* **Tarefas do exercício**:
(a) Reescreva em forma de lista o parágrafo do trecho selecionado que começa com "Washington, Estados Unidos, 24/1/2014", mantendo seus fatos principais.
(b) Substitua "analistas" por "especialistas" na parte do trecho selecionado que vai de "Washington, Estados Unidos, 24/1/2014" até "norte-americano, John Kerry.", inclusive, e apresente essa parte com a troca feita.

* **Trecho selecionado**:
Desde que os rebeldes do Séléka tomaram o poder na República Centro-Africana, em março de 2013, cerca de 200 mil pessoas se transformaram em refugiados por causa do conflito. Foto: EU/ECHO/M. Morzaria/cc by 2.0
Desde que os rebeldes do Séléka tomaram o poder na República Centro-Africana, em março de 2013, cerca de 200 mil pessoas se transformaram em refugiados por causa do conflito. Foto: EU/ECHO/M. Morzaria/cc by 2.0

 

Washington, Estados Unidos, 24/1/2014 – A designação na República Centro-Africana de Catherine Samba-Panza como presidente de transição gera esperanças em muitos de que possa terminar com os conflitos étnicos. Porém, analistas têm suas dúvidas. Samba-Panza foi nomeada no dia 20, em meio a episódios de violência entre rebeldes muçulmanos do Séléka e milícias cristãs.

“Como primeira mulher chefe de Estado da República Centro-Africana desde a independência do país, e com seus antecedentes especiais em matéria de trabalho pelos direitos humanos e mediação, tem uma oportunidade única de fazer avançar o processo de transição política, de unificar todas as partes para acabar com a violência, e de guiar seu país para eleições, no mais tardar, em fevereiro de 2015”, disse no dia 21 o secretário de Estado norte-americano, John Kerry.

(Dados de origem)
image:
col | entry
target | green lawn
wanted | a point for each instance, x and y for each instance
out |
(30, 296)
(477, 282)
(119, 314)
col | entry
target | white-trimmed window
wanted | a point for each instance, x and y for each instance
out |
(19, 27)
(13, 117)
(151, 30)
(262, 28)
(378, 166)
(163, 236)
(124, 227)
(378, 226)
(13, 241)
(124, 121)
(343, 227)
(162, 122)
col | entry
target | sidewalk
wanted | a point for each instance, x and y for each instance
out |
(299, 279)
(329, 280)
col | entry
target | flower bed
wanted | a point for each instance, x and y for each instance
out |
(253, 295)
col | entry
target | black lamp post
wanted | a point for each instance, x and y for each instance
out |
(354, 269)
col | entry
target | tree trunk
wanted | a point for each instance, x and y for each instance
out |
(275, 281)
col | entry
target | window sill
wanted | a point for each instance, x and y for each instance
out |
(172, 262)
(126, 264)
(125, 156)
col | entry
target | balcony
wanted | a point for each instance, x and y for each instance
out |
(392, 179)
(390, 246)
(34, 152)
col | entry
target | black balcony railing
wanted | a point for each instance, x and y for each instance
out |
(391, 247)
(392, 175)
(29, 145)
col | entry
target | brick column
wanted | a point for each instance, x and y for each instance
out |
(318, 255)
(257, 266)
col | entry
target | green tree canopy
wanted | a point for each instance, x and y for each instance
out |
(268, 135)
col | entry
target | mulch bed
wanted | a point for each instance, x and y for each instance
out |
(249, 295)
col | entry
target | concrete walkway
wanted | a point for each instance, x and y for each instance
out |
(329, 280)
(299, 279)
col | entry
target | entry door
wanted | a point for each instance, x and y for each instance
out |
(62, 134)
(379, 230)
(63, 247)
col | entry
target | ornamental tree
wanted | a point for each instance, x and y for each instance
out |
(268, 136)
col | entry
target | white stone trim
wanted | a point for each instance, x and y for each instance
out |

* **Resultados por tarefa**:
(a)
- Em Washington, em 24/1/2014, noticia-se que a designação de Catherine Samba-Panza como presidente de transição da República Centro-Africana dá a muitos a esperança de que ela possa terminar com os conflitos étnicos.
- Os analistas, porém, têm suas dúvidas.
- Samba-Panza foi nomeada no dia 20, em meio a episódios de violência entre rebeldes muçulmanos do Séléka e milícias cristãs.

(b)
Washington, Estados Unidos, 24/1/2014 – A designação na República Centro-Africana de Catherine Samba-Panza como presidente de transição gera esperanças em muitos de que possa terminar com os conflitos étnicos. Porém, especialistas têm suas dúvidas. Samba-Panza foi nomeada no dia 20, em meio a episódios de violência entre rebeldes muçulmanos do Séléka e milícias cristãs.

“Como primeira mulher chefe de Estado da República Centro-Africana desde a independência do país, e com seus antecedentes especiais em matéria de trabalho pelos direitos humanos e mediação, tem uma oportunidade única de fazer avançar o processo de transição política, de unificar todas as partes para acabar com a violência, e de guiar seu país para eleições, no mais tardar, em fevereiro de 2015”, disse no dia 21 o secretário de Estado norte-americano, John Kerry.